#### [TASK]
The data below holds a line containing "on the straw-colored" and a line containing "the bird, one"; please quote exactly those two lines and every line between them, and nothing else.
------ AVAILABLE DATA ------
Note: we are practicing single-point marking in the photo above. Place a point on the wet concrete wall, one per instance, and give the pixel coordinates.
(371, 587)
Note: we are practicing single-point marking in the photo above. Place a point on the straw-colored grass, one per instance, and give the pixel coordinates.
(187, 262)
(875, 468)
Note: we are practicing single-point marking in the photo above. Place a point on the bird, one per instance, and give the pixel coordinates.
------
------ AVAILABLE DATA ------
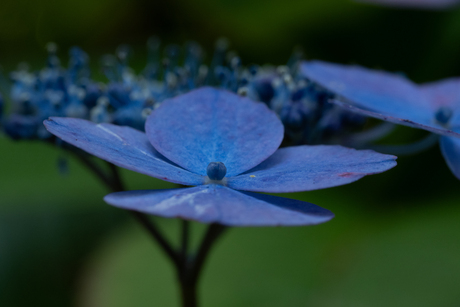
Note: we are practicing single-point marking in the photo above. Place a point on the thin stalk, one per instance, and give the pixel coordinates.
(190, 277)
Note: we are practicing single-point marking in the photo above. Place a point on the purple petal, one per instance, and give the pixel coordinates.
------
------ AVAILABLE DATA ------
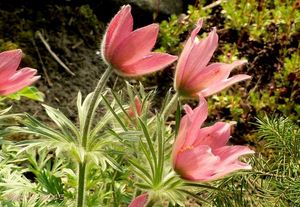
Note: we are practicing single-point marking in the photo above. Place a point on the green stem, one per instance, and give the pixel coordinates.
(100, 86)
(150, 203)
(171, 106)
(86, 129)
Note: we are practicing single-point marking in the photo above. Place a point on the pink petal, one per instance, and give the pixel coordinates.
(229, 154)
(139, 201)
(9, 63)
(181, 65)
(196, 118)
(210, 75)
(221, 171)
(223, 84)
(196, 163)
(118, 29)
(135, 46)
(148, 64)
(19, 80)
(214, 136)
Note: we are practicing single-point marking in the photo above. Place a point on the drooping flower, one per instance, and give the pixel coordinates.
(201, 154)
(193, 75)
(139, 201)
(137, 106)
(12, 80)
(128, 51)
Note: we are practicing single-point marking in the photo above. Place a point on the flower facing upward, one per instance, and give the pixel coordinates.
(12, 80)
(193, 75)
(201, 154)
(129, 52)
------
#### [EXERCISE ANSWER]
Note: we are practicing single-point marking in the photo above. Place a point on the straw-colored grass, one per instance, and give the pixel coordinates.
(187, 262)
(875, 468)
Note: we are practicing single-point marking in the photo above. Place a point on the bird, one per instance, and give the pixel coordinates.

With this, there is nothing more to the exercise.